§ TASK PROMPT
In the text on protein disorder in algae proteomes, what correlation was found between predicted transmembrane helices and protein disorder?

Ubiquitination is well known to be involved in protein degradation in eukaryotic cells. Similarly, PEST sequences represent a universal target for proteolytic degradation [48
]. In several studies, IDR-related ubiquitination sites and regions of PEST within IDRs have been identified [4
]. Therefore, we investigated the correlation between IDRs and the abundance of sequence motifs for ubiquitination and PEST regions. A strong positive correlation was observed between protein disorder and the predicted presence of both ubiquitination sites and PEST regions in all algae proteomes (Figure 4
B,D and Table 1
). These results provide further evidence that ubiquitination sites and PEST motifs preferentially occur in the flexible disordered regions of proteins including those in algae.
Transmembrane helices in proteins are important in a variety of critical and diverse biological processes. It has been reported that disordered protein content and the abundance of transmembrane helices has an influence on protein expression and solubility [4
]. Therefore, we investigated the relation between the IDR content and the presence of transmembrane helices. A strong negative correlation was observed between the predicted presence of transmembrane helices and protein disorder in all algae proteomes (Figure 5
B). This result was expected because transmembrane helices commonly consist of hydrophobic residues, whereas disordered regions primarily contain hydrophilic residues. Thus, the function of transmembrane helices is associated with structural stability rather than flexibility.

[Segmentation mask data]
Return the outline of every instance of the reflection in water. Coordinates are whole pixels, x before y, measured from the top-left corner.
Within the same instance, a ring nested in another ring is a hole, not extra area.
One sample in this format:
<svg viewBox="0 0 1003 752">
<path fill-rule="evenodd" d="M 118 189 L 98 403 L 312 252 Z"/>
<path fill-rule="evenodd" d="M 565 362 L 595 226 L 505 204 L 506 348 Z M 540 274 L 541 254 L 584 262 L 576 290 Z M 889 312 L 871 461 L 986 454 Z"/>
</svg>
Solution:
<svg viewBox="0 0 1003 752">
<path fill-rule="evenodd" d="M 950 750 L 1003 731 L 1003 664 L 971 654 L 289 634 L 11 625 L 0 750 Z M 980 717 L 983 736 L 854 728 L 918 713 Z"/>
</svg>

* * *

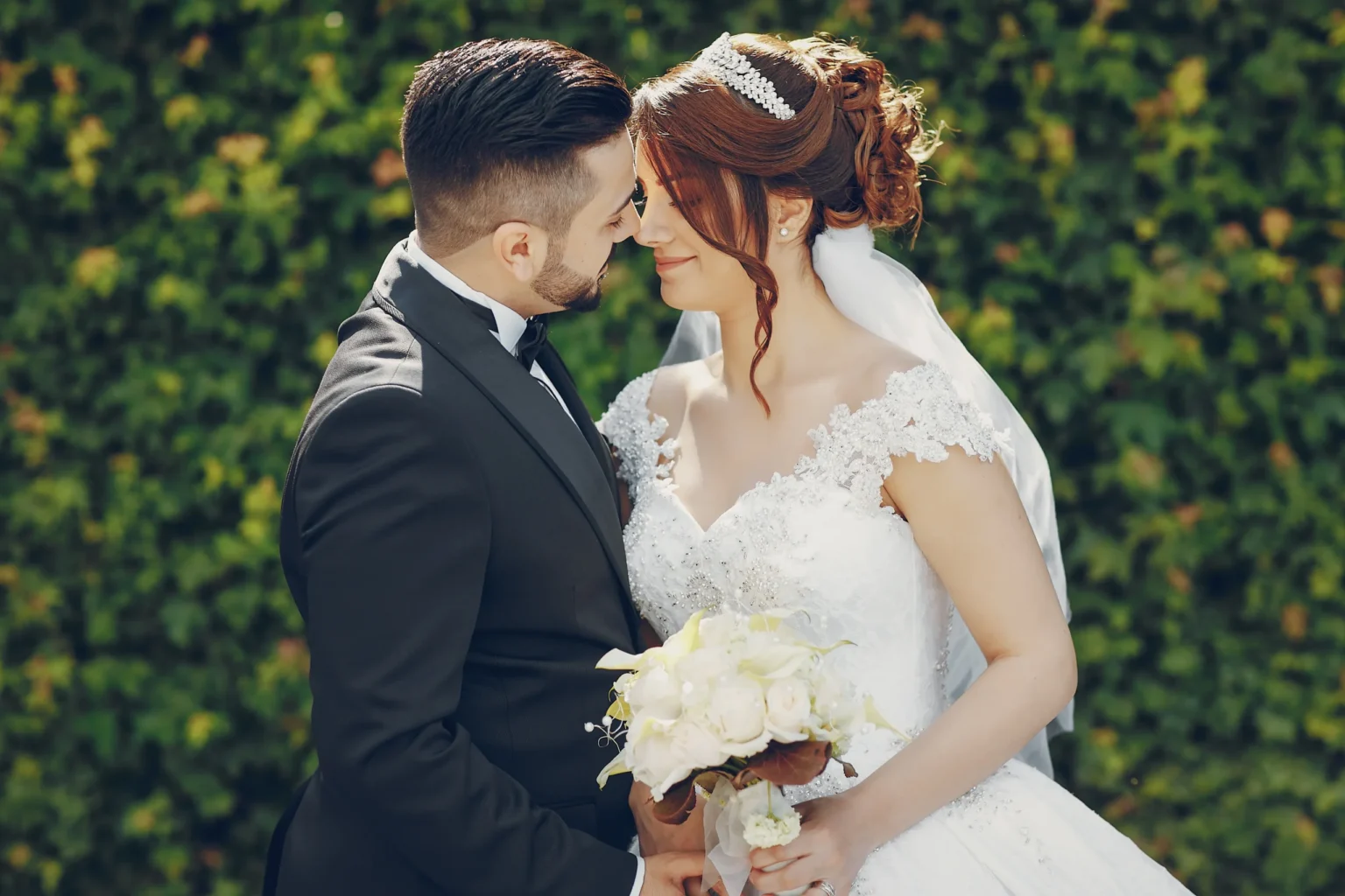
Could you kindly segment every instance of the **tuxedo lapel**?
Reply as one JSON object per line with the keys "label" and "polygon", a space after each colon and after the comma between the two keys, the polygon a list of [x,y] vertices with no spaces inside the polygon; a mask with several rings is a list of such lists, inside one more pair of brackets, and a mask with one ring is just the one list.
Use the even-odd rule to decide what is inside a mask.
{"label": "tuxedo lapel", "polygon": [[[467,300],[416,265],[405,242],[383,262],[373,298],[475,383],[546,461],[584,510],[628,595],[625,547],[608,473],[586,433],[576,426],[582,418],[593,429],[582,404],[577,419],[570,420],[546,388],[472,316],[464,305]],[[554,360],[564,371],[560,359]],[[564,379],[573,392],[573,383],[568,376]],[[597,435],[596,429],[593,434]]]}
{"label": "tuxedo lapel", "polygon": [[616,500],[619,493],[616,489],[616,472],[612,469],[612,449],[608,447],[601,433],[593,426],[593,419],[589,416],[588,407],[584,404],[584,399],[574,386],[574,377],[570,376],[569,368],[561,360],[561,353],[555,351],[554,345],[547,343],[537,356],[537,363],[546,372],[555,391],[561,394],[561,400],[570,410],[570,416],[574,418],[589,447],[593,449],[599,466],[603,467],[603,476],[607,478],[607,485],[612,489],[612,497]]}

* * *

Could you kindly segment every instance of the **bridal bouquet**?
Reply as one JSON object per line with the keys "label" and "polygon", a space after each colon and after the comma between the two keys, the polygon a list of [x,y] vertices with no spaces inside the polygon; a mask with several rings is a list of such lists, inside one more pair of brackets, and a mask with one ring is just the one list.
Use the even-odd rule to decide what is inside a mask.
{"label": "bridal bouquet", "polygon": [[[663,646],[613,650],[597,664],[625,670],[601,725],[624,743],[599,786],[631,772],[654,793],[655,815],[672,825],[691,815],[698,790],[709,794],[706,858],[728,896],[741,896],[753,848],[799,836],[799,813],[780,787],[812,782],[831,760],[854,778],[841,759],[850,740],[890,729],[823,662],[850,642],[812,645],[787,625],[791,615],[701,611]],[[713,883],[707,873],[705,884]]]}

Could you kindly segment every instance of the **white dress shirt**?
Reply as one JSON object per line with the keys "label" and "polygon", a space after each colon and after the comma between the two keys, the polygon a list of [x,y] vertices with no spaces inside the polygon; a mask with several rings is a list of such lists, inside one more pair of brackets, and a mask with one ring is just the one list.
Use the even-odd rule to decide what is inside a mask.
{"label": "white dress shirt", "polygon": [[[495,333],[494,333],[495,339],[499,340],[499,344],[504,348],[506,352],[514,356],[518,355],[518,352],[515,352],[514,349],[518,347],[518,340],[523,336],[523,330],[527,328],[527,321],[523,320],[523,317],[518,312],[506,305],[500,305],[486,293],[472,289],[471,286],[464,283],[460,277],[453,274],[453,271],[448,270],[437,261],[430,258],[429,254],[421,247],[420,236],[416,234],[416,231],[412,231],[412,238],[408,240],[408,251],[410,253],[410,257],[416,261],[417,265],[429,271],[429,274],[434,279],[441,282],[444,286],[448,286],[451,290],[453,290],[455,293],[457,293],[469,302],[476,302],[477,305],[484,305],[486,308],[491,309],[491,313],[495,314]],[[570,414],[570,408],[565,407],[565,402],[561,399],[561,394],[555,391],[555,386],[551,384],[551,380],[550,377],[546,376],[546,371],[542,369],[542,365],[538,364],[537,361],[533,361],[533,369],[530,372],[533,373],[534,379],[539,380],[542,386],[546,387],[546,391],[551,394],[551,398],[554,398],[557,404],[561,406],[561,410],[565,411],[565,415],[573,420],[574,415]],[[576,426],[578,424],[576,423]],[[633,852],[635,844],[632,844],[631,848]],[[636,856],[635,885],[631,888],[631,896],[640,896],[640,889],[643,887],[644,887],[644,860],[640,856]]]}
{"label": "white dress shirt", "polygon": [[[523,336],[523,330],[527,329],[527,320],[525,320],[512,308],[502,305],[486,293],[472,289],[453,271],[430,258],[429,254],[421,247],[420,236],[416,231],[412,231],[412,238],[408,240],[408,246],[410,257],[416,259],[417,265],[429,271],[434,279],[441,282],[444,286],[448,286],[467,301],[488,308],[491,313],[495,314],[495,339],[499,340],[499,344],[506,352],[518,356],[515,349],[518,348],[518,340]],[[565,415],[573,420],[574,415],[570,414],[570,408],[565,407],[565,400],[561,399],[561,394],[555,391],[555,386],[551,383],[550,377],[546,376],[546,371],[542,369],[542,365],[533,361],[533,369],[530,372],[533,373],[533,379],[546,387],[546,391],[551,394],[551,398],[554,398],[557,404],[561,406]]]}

§ OUTPUT
A strong negative correlation, seen in all algae proteomes.